(Dataset rows on where objects appear)
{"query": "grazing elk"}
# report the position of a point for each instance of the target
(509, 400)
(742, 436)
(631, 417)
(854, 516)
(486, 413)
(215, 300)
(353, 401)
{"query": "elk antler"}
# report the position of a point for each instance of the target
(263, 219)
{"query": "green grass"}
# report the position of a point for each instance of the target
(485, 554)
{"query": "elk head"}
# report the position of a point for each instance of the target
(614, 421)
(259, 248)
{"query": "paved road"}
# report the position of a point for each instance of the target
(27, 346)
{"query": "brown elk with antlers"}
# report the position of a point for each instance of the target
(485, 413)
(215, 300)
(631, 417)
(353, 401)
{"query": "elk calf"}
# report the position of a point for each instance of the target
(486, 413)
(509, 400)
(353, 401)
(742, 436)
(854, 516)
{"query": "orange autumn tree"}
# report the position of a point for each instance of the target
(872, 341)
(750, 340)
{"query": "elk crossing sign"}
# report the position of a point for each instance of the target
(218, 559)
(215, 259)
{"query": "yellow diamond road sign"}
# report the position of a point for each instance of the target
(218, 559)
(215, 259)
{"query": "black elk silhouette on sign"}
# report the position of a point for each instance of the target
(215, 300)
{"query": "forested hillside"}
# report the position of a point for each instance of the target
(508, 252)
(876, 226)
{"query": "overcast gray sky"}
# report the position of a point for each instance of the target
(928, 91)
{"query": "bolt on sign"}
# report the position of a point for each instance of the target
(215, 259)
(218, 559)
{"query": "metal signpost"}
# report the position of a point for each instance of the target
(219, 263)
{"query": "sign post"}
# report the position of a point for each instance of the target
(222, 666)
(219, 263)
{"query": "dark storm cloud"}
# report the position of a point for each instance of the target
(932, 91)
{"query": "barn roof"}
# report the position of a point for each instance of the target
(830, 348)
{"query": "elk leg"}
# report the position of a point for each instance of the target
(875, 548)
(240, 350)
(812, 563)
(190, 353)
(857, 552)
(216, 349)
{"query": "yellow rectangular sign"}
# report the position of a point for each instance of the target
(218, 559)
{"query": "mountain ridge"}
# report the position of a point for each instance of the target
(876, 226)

**Task requirements**. Go through the listing and copy all of it exactly.

**Response**.
{"query": "grazing elk"}
# report the position of a point for each instance of the target
(509, 400)
(742, 436)
(631, 417)
(854, 516)
(486, 413)
(215, 300)
(353, 401)
{"query": "elk antler"}
# report the position of a point for each instance of the target
(263, 219)
{"query": "green grass"}
# report the position of a point for each instance of the target
(485, 554)
{"query": "elk head"}
# report the position of a point for each instance of the target
(614, 421)
(259, 248)
{"query": "paved road"}
# report the position of a point for each instance of the target
(27, 346)
{"query": "brown elk with antlers"}
# report the position of a point for each instance of the target
(485, 413)
(215, 300)
(631, 417)
(353, 401)
{"query": "elk calf"}
# report the position of a point for each instance of the target
(486, 413)
(509, 400)
(353, 401)
(742, 436)
(854, 516)
{"query": "orange autumn tree"}
# report the position of a point for each instance of the target
(872, 341)
(750, 340)
{"query": "elk crossing sign"}
# report the position of a point for each instance of the target
(218, 559)
(215, 259)
{"query": "yellow diamond road sign"}
# report the position of a point for each instance of the target
(218, 559)
(215, 259)
{"query": "black elk silhouette on sign"}
# report the position of a point for each instance of the target
(215, 300)
{"query": "forested hillside"}
# report the position of a point for each instance of the target
(508, 252)
(876, 226)
{"query": "overcast gray sky"}
# report the position of a point for each instance of the target
(928, 91)
{"query": "bolt on sign"}
# report the position of a point for each instance of the target
(215, 259)
(218, 559)
{"query": "metal signpost"}
# report the position of a point for each instance of the target
(219, 263)
{"query": "sign post"}
# report the position of a point for each instance of the target
(222, 666)
(219, 263)
{"query": "dark storm cloud"}
# report the position of a point for each instance of the target
(932, 91)
{"query": "barn roof"}
# report the position of a point for each instance of the target
(830, 348)
{"query": "elk leg"}
# report the position of a point for each instance of the target
(875, 548)
(240, 350)
(812, 563)
(190, 353)
(857, 552)
(216, 349)
{"query": "yellow rectangular sign"}
# report the position of a point for each instance of the target
(218, 559)
{"query": "mountain ridge"}
# report the position of a point for each instance of the target
(876, 226)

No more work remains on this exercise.